=== Data ===
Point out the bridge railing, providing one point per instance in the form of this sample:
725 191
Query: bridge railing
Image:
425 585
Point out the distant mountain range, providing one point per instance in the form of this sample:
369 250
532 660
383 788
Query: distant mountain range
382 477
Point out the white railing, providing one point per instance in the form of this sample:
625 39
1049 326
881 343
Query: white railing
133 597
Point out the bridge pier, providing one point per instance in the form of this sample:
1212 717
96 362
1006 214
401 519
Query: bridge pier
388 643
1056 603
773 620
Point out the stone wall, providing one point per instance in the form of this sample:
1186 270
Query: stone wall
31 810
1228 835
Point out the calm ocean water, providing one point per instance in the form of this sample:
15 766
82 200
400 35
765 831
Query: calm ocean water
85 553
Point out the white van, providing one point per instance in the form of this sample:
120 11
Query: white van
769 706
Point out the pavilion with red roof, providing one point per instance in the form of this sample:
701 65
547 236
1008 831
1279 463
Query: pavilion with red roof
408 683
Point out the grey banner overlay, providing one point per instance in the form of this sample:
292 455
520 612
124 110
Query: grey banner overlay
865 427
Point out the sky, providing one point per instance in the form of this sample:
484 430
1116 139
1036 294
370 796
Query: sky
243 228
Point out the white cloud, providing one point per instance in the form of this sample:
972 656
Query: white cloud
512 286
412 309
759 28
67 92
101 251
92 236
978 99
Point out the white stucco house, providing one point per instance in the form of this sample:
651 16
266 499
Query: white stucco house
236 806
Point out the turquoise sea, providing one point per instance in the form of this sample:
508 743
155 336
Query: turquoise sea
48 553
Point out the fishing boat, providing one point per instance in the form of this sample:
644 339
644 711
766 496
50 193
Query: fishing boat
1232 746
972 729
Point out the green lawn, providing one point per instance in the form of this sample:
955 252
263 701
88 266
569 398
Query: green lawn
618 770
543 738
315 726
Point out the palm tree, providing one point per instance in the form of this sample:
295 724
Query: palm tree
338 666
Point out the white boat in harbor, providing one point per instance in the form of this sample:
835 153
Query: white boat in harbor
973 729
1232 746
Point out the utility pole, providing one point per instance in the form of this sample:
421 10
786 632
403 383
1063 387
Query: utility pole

=== Aim of the exercise ===
Find each line in the records that includes the word "pole". Report the total and nothing more.

=== Output for this exercise ===
2